Direction: Can you reproduce the material below line for line, with no changes at all?

— start Records supplied —

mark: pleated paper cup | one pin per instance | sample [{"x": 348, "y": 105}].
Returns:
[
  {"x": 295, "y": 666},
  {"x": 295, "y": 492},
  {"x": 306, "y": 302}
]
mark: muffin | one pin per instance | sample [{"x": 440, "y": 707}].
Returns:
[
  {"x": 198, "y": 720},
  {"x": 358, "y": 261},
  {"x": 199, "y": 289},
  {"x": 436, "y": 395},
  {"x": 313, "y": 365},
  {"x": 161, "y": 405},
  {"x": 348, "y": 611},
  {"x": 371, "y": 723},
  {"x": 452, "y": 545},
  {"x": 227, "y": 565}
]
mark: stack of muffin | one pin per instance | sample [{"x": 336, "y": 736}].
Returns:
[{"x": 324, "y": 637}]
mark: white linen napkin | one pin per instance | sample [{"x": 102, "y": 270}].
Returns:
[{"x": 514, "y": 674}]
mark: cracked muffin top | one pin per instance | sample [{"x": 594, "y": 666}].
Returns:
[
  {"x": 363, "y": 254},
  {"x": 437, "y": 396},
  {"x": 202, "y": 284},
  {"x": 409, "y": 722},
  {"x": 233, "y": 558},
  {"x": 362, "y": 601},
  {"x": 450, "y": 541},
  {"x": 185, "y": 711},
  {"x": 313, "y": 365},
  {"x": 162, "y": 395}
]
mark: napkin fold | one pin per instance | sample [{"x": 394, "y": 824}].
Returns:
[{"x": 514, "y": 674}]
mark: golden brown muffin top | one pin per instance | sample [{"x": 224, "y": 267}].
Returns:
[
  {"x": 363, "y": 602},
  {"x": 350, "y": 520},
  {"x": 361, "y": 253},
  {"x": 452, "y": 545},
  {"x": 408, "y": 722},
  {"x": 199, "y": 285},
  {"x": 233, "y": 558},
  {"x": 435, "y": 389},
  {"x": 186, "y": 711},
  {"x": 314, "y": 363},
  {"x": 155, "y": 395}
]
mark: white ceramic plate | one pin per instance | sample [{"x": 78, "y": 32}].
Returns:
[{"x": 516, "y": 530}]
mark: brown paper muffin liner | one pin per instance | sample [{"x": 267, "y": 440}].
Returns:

— end Records supplied —

Exercise output:
mark: pleated paper cup | one pin per instance | sample [{"x": 348, "y": 105}].
Returns:
[
  {"x": 295, "y": 666},
  {"x": 295, "y": 492},
  {"x": 306, "y": 302}
]
mark: muffin | one pin per instance | sample [{"x": 440, "y": 707}].
Returns:
[
  {"x": 198, "y": 720},
  {"x": 358, "y": 261},
  {"x": 199, "y": 289},
  {"x": 436, "y": 395},
  {"x": 313, "y": 365},
  {"x": 161, "y": 405},
  {"x": 348, "y": 611},
  {"x": 371, "y": 723},
  {"x": 452, "y": 545},
  {"x": 227, "y": 565}
]
mark: stack of muffin | one pin per instance | sample [{"x": 336, "y": 736}].
Returns:
[{"x": 324, "y": 637}]
mark: white linen napkin | one pin per instance | sample [{"x": 102, "y": 270}].
Returns:
[{"x": 514, "y": 674}]
mark: cracked muffin top | one pin per instance | sample [{"x": 594, "y": 666}].
Returns:
[
  {"x": 363, "y": 254},
  {"x": 437, "y": 396},
  {"x": 202, "y": 284},
  {"x": 409, "y": 722},
  {"x": 233, "y": 558},
  {"x": 362, "y": 601},
  {"x": 450, "y": 541},
  {"x": 185, "y": 711},
  {"x": 313, "y": 365},
  {"x": 162, "y": 395}
]
mark: napkin fold | one pin per instance | sample [{"x": 394, "y": 824}].
Returns:
[{"x": 514, "y": 674}]
mark: golden brown muffin top | one pin per instance | sample [{"x": 224, "y": 267}].
Returns:
[
  {"x": 363, "y": 602},
  {"x": 350, "y": 520},
  {"x": 361, "y": 253},
  {"x": 452, "y": 545},
  {"x": 408, "y": 722},
  {"x": 199, "y": 285},
  {"x": 233, "y": 558},
  {"x": 435, "y": 389},
  {"x": 186, "y": 711},
  {"x": 314, "y": 363},
  {"x": 155, "y": 395}
]
mark: white ceramic plate | one pin per instance | sample [{"x": 78, "y": 32}].
Returns:
[{"x": 516, "y": 530}]
mark: brown paper muffin liner | one pin per instance | sample [{"x": 267, "y": 440}].
Returns:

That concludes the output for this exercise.